**Written exercise:**
Reproduce the listing below verbatim, leaving out the pictures.

**Provided data:**
════════

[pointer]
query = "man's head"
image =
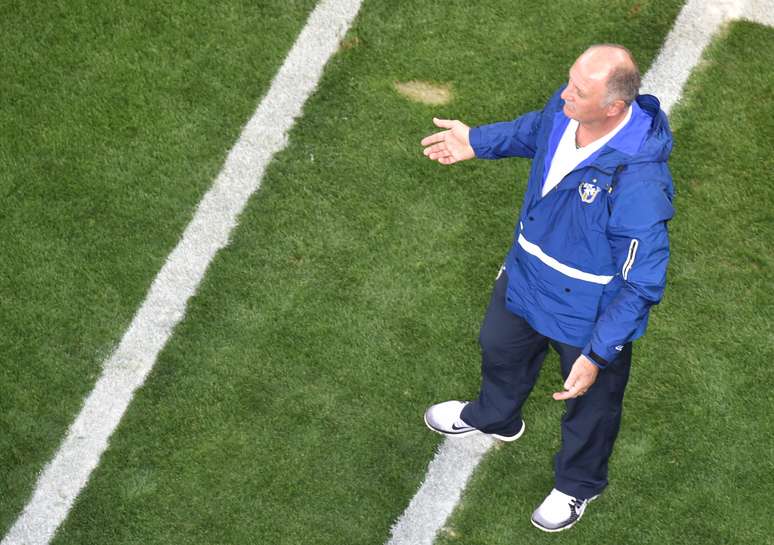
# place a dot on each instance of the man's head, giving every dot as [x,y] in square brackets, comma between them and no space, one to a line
[603,82]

════════

**Solution below:**
[pointer]
query = "man's head"
image =
# place a dot on each instance of the man's head, giving every dot as [x,y] in square brackets, comma between them and no space, one to a line
[603,82]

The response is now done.